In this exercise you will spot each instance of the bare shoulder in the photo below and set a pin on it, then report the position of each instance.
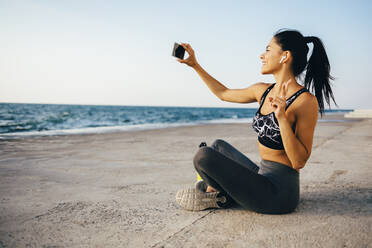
(307, 105)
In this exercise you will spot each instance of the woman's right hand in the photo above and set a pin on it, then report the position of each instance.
(191, 60)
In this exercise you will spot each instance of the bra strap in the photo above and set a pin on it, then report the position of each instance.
(263, 97)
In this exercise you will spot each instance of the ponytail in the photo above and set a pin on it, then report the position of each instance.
(318, 76)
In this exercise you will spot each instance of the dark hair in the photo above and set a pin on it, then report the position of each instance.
(317, 78)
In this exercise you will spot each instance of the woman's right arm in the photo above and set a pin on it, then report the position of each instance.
(246, 95)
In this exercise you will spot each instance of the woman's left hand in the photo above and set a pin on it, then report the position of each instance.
(279, 102)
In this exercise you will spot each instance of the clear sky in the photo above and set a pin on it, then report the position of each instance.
(119, 52)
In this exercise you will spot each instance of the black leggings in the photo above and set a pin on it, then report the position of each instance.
(272, 188)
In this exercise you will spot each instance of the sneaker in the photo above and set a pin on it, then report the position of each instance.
(195, 199)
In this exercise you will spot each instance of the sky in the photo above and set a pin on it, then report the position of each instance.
(119, 52)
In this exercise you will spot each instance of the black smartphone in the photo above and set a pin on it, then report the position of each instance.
(178, 51)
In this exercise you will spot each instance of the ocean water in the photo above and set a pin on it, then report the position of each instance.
(20, 120)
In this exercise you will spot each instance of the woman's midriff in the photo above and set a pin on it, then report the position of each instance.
(274, 155)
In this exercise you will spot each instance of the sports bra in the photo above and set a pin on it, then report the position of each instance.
(267, 126)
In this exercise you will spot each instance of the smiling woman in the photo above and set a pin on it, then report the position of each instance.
(285, 123)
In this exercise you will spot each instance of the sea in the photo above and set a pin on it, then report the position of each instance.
(20, 120)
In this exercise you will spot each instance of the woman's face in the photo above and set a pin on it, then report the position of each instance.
(271, 58)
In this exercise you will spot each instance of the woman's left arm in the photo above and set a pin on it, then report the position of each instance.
(298, 145)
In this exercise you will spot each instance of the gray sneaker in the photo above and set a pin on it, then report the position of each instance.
(196, 199)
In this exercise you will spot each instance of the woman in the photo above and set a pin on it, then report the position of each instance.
(285, 123)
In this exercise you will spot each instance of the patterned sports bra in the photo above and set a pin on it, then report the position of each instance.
(267, 126)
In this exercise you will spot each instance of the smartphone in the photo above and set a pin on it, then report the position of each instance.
(178, 51)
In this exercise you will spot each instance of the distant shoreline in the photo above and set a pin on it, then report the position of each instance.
(327, 117)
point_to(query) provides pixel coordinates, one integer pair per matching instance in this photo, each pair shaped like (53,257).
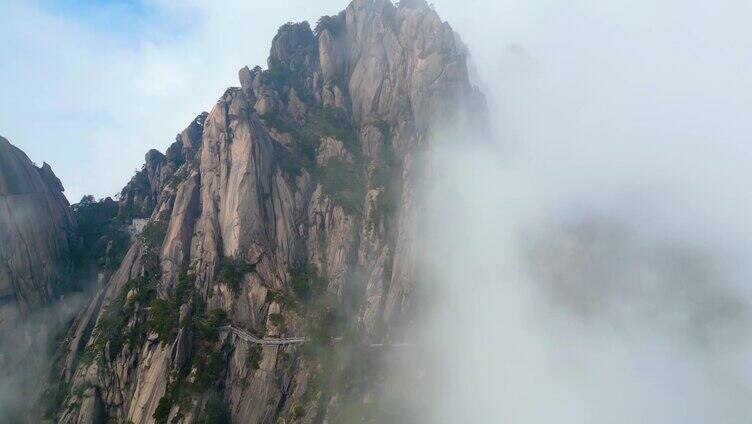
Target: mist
(589,263)
(29,348)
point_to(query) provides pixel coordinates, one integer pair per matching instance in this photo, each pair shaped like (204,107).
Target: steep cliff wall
(35,229)
(292,211)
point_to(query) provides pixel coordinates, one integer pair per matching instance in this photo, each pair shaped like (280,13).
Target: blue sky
(639,106)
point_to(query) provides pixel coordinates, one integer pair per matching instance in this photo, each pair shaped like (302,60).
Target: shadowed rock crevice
(287,211)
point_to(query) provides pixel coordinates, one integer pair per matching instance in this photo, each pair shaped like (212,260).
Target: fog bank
(589,264)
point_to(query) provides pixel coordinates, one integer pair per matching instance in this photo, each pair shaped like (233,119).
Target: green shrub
(277,320)
(306,283)
(333,24)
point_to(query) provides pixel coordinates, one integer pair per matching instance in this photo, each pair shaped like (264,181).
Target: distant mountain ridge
(36,227)
(290,210)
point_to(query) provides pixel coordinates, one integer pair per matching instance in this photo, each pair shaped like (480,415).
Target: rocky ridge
(36,228)
(289,209)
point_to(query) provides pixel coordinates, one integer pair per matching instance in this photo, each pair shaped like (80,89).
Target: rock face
(289,210)
(35,229)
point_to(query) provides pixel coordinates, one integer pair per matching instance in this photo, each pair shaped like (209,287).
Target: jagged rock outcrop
(290,209)
(36,227)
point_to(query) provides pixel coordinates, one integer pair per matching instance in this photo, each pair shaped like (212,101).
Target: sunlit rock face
(35,229)
(289,209)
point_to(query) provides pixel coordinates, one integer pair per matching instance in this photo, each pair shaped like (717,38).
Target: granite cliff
(36,228)
(288,210)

* REQUIRED WORK: Each line from the one containing "shaped like (233,119)." to the last line above must be returned exactly, and no line outside that range.

* SOLUTION TO THIS TASK:
point_to(query) provides pixel coordinates, one integer pair per matching instance in this photo, each pair shaped like (233,119).
Target: green shrub
(277,320)
(306,283)
(333,24)
point_to(query) provides pixel coordinates, one integer pair per matching instance in this photo, each pair shaped like (264,181).
Target: distant mountain ridge
(36,227)
(290,210)
point_to(query) provides pixel coordinates, one integer pair per matching instance in this photo, each pair shaped like (480,415).
Target: rocky ridge
(36,228)
(289,209)
point_to(query) provides pixel coordinates, one integer pair per matching instance in this photo, each pair shaped like (80,89).
Target: rock face
(289,210)
(35,229)
point_to(query) provides pixel coordinates, one integer pair per matching instance in this photo, each pair shaped like (209,287).
Target: jagged rock outcrop
(290,209)
(36,227)
point_to(query) provides pixel coordinates, one integer pair per matching instance in this photo, each pair shaped like (212,101).
Target: sunlit rock face
(35,229)
(289,209)
point_to(query) provides pixel coordinates, one integer pair per matching instance in this photo, each pair shaped like (717,38).
Target: granite cliff
(36,228)
(288,210)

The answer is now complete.